Convert all of the records below into a numbered list with one line per entry, and omit any blank lines.

====================

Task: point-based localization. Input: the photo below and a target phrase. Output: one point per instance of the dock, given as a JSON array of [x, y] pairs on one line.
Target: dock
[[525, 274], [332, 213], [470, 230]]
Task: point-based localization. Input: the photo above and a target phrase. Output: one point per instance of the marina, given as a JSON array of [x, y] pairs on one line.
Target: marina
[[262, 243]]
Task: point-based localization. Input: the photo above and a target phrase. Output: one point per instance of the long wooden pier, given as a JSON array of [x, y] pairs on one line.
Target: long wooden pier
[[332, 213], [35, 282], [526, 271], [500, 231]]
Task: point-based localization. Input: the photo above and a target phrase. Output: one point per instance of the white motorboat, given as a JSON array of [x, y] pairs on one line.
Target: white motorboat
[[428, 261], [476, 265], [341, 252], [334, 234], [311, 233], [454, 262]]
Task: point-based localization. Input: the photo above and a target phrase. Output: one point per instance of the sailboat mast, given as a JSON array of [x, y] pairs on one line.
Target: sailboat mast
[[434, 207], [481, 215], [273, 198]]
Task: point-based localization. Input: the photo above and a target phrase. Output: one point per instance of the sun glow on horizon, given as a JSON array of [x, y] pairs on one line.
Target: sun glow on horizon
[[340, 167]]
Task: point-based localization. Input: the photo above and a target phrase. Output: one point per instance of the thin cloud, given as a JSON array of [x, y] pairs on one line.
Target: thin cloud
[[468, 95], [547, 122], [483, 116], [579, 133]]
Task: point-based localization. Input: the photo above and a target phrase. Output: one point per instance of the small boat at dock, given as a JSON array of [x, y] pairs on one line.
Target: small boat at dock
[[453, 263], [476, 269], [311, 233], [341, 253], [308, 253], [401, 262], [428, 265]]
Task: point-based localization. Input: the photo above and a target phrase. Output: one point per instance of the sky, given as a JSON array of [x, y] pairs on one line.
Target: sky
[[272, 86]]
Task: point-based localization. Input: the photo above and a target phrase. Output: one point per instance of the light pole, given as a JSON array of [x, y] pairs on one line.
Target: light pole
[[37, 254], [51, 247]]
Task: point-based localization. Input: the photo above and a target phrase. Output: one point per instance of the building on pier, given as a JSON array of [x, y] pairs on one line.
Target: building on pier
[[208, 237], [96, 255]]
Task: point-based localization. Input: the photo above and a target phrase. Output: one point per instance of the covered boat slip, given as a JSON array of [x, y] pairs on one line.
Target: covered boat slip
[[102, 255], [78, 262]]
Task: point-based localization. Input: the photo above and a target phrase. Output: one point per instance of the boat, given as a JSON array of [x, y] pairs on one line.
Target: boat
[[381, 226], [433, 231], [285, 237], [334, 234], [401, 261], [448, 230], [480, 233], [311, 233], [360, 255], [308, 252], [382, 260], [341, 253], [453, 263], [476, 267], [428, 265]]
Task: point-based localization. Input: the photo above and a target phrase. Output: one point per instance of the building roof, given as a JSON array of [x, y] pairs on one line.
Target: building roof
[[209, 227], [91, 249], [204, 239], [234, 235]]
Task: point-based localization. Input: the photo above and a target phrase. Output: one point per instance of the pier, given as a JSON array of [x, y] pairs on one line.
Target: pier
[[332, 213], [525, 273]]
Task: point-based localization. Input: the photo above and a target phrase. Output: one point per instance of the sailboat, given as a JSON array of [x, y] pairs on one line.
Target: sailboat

====================

Solved problem:
1. Task: point-based localization. Input: the photo below and a target phrase. Output: one point per instance of the dock, given as a JSON array of [x, y] pairs on one line.
2. Target: dock
3. [[525, 274], [332, 213], [470, 230]]
4. Task: point-based localization. Input: the photo above and a target phrase. Output: one point per instance of the marina, given as a JSON array of [x, y] pairs on one line.
5. Target: marina
6. [[262, 243]]
7. Task: point-based localization. Input: the photo above and a target phrase. Output: one point per instance of the long wooden pier, given as a JSON array of [x, y] pairs on one line.
8. Target: long wooden pier
9. [[332, 213], [35, 282], [526, 271], [500, 231]]
10. Task: point-based localization. Input: the photo above and a target phrase. Output: one point per instance of the white motorboat, given as a JSON array of [x, y] pairs on one line.
11. Target: white motorboat
12. [[428, 261], [476, 265], [341, 252], [334, 234], [311, 233], [454, 262]]
13. Task: point-based localization. Input: the photo above and a target phrase. Output: one point per instance of the sailboat mast, given as a JSON array of [x, y] pairs on one line.
14. Target: sailboat mast
15. [[434, 207], [481, 215], [273, 198]]
16. Task: point-based localization. Input: the photo above and a target phrase. Output: one point per instance of the sun glow on horizon, given as a JSON array of [x, y] pairs on one line.
17. Target: sun glow on horizon
18. [[340, 167]]
19. Task: point-based localization. Input: the photo above and a target phrase. Output: one point per instance of the thin cloud, given as a JSON array of [x, y] pairs on one line.
20. Target: thin cloud
21. [[468, 95], [547, 122], [483, 116], [579, 133]]
22. Task: point-based localization. Input: the photo above and a target phrase. Output: one point per instance of the small boat at dock, given as a JSON array of [x, y] pairs on one line.
23. Target: small boat at dock
24. [[453, 263], [476, 269], [311, 233], [341, 253], [308, 253], [401, 262], [428, 265]]
25. Task: point-based localization. Input: the photo above and a target phrase. Output: one point per instance of the sky, given as a JSON array of [x, y] pairs on one line.
26. Target: sky
27. [[272, 86]]
28. Task: point-based localization. Input: the photo above and a target phrase. Output: one point per instance of the light pole, given as a JSON array of [x, y] pairs on one line.
29. Target: light pole
30. [[37, 254], [51, 247]]
31. Task: point-based localization. Input: the photo above and a target phrase. Output: one point per instance of the building on pier, given as a JSON array of [x, y] pairs on one line.
32. Target: building on pier
33. [[208, 237], [96, 255]]
34. Task: point-based localization. Input: the photo above and a target phrase. Output: one point per instance of the covered boat slip, given as a JSON array of [x, y] pairs on one line.
35. Target: covered boat slip
36. [[102, 255], [78, 262]]
37. Task: point-based localization. Input: the photo above and a target phrase. Output: one point per instance of the boat, given as a JSON array of [x, y] pairs on one line.
38. Target: boat
39. [[381, 226], [433, 231], [285, 237], [334, 234], [401, 261], [448, 230], [480, 233], [311, 233], [360, 255], [308, 252], [382, 260], [341, 253], [453, 263], [476, 267], [428, 265]]
40. Task: point-based localization. Input: the photo above and a target phrase. Output: one point per instance of the building roof, given as a JSON array of [x, y] pairs on one line.
41. Target: building roof
42. [[209, 227], [91, 249], [204, 239], [234, 235]]
43. Task: point-based localization. Input: the photo above and a target phrase. Output: one point per instance of the pier, given as a JSON array of [x, y] pairs on one line.
44. Target: pier
45. [[332, 213], [525, 273]]
46. Task: point-based localization. Input: the photo above and a target phrase. Output: one point per instance of the sailboat, given as a JSON array of [x, y] pairs on one line.
47. Target: sailboat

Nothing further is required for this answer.